◆ **Instructions for the task**: Could you output each line of the data that follows exactly?

◆ **Input**:
※ ※ ※

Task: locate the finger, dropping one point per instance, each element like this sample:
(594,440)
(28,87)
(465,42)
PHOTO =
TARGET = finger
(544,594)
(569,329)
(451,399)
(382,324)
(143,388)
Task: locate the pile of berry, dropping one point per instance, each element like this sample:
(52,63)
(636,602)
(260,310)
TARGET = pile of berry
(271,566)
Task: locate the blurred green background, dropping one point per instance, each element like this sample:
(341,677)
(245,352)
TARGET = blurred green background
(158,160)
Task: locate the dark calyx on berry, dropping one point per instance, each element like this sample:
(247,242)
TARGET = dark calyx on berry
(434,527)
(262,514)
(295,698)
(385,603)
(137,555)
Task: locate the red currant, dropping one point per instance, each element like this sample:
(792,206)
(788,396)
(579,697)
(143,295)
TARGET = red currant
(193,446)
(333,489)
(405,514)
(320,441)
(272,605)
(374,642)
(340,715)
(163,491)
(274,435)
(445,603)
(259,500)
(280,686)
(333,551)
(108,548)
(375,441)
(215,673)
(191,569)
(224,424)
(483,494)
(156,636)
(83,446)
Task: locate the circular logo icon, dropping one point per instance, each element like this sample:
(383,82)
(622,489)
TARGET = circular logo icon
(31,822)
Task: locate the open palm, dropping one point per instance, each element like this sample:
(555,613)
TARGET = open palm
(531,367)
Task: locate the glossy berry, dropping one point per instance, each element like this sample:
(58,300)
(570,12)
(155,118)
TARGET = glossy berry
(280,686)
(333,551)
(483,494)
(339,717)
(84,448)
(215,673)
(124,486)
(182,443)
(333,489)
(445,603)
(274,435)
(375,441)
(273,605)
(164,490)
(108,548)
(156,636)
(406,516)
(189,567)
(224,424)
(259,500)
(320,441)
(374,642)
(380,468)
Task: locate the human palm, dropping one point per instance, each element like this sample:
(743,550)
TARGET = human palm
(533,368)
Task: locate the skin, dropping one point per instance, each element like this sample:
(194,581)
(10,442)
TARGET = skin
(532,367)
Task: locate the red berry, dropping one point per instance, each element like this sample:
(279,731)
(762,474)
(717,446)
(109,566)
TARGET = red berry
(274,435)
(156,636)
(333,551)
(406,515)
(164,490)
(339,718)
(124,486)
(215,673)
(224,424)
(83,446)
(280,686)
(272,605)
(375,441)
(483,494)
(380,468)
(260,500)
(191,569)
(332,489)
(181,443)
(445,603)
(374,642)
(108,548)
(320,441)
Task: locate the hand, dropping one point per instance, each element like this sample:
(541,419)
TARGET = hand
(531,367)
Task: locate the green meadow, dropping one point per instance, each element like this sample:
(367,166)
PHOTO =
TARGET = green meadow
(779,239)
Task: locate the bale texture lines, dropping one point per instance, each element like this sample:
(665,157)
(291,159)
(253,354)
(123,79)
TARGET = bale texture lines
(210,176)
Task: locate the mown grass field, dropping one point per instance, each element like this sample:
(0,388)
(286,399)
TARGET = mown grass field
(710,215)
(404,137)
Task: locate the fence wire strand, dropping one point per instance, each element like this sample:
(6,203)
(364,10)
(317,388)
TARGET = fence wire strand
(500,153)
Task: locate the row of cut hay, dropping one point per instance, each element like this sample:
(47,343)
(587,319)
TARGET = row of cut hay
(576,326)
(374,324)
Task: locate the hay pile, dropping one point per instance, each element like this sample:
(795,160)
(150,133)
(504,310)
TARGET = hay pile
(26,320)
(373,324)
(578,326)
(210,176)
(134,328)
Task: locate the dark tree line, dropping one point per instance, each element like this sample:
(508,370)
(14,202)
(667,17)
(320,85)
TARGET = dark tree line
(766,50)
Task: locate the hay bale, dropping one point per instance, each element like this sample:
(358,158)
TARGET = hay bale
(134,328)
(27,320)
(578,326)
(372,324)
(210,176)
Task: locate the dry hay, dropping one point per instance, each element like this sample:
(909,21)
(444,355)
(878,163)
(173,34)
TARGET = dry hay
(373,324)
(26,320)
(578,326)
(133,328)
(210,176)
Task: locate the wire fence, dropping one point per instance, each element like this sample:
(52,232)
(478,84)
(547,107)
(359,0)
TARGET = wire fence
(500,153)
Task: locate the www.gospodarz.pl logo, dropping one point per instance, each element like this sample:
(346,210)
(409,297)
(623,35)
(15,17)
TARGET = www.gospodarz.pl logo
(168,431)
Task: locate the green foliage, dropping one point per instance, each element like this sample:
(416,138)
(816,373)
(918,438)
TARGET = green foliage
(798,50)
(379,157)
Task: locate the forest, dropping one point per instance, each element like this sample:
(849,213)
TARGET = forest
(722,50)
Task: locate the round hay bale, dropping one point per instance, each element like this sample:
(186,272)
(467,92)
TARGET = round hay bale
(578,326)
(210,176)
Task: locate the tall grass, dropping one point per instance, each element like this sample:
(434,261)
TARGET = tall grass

※ ※ ※

◆ **Task answer**:
Task: locate the finger, dropping one point per instance, each element like this sample:
(594,440)
(28,87)
(465,42)
PHOTO =
TARGET = finger
(544,594)
(569,329)
(451,399)
(382,324)
(143,388)
Task: locate the pile of berry, dropping one point per instance, each element like this sample:
(52,63)
(636,602)
(260,310)
TARGET = pile of berry
(271,566)
Task: locate the blurred green background, dropping one point per instance, each element like this sample:
(341,677)
(245,352)
TARGET = blurred green background
(158,160)
Task: locate the dark calyx on berry, dropping one point per instance, each element like this sample:
(247,242)
TARGET = dark calyx on berry
(434,527)
(262,514)
(295,698)
(385,603)
(137,555)
Task: locate the red currant, dropping one point per instance, each element like this sample:
(792,206)
(788,396)
(579,697)
(143,295)
TARGET = red currant
(193,446)
(333,489)
(405,514)
(320,441)
(272,605)
(374,642)
(340,715)
(163,491)
(274,435)
(445,603)
(259,500)
(280,686)
(333,551)
(108,548)
(375,441)
(215,673)
(191,569)
(224,424)
(483,494)
(156,636)
(83,446)
Task: locate the circular logo icon, dropping one point per instance, each element like this sample:
(383,82)
(622,489)
TARGET = circular logo icon
(31,822)
Task: locate the open palm, dropping one point per instance, each element like this sample:
(555,613)
TARGET = open palm
(531,367)
Task: locate the glossy berry, dropping one point per instance, each element like this sample:
(58,300)
(570,12)
(155,118)
TARGET = glossy berry
(280,686)
(333,551)
(483,494)
(339,717)
(84,448)
(215,673)
(124,486)
(182,443)
(333,489)
(445,603)
(274,435)
(375,441)
(273,605)
(164,490)
(108,548)
(156,636)
(406,516)
(189,567)
(224,424)
(259,500)
(320,441)
(374,642)
(380,468)
Task: locate the human palm, dropping one point per instance, each element like this sample:
(743,550)
TARGET = human palm
(533,368)
Task: locate the skin, dropping one point per instance, each element like this sample:
(194,581)
(10,442)
TARGET = skin
(532,367)
Task: locate the red berry, dropping one point per instance, each element like this sample:
(279,731)
(762,474)
(717,446)
(109,566)
TARGET = red berry
(274,435)
(156,636)
(333,551)
(406,515)
(164,490)
(339,718)
(124,486)
(215,673)
(224,424)
(83,446)
(280,686)
(272,605)
(375,441)
(483,494)
(380,468)
(260,500)
(191,569)
(332,489)
(181,443)
(445,603)
(374,642)
(108,548)
(320,441)
Task: locate the hand, dropping one point per instance, each element like this sample:
(541,419)
TARGET = hand
(531,367)
Task: locate the green meadow, dropping one point per instance, each element like this sample:
(367,166)
PHOTO =
TARGET = green meadow
(779,239)
Task: locate the bale texture lines, dropping one point per instance, each element like this sample:
(665,157)
(291,159)
(253,354)
(123,79)
TARGET = bale texture lines
(210,176)
Task: locate the mown grass field, dropping one point per instance, each element like this sample:
(0,388)
(286,399)
TARGET = mown grass field
(710,215)
(404,137)
Task: locate the fence wire strand, dropping one point per instance, each element like this sample:
(6,203)
(364,10)
(317,388)
TARGET = fence wire strand
(500,153)
Task: locate the row of cut hay, dropping one point per instance, each element like this sample:
(47,343)
(587,319)
TARGET = row of cut hay
(576,326)
(374,324)
Task: locate the hay pile, dropping one point per instance, each element like this sample:
(795,160)
(150,133)
(504,310)
TARGET = hay pile
(26,320)
(373,324)
(578,326)
(210,176)
(134,328)
Task: locate the dark tree line, dropping one point per instance, each element like this sample:
(508,370)
(14,202)
(667,17)
(320,85)
TARGET = dark tree line
(766,50)
Task: locate the hay bale, dropping one point per instance, each element like this sample:
(358,158)
TARGET = hay bale
(134,328)
(27,320)
(578,326)
(372,324)
(210,176)
Task: locate the dry hay, dropping one point per instance, each element like this sample:
(909,21)
(444,355)
(878,163)
(173,34)
TARGET = dry hay
(373,324)
(26,320)
(578,326)
(133,328)
(210,176)
Task: locate the wire fence, dropping one point per instance, each element like this sample:
(52,232)
(478,84)
(547,107)
(359,0)
TARGET = wire fence
(500,153)
Task: locate the www.gospodarz.pl logo, dropping one point per instance, each element like this sample:
(346,210)
(409,297)
(623,35)
(15,17)
TARGET = www.gospodarz.pl logo
(168,431)
Task: locate the green foliage, dropping one point per instance, each element like this sample:
(416,138)
(816,373)
(918,438)
TARGET = green foliage
(798,50)
(379,157)
Task: locate the forest, dropping one point per instance, each element like this sample:
(849,213)
TARGET = forest
(722,50)
Task: locate the round hay bale, dropping one point per instance, each element like this sample:
(186,272)
(467,92)
TARGET = round hay bale
(578,326)
(210,176)
Task: locate the tall grass, dropping one point per instance, each element like this sample:
(434,261)
TARGET = tall grass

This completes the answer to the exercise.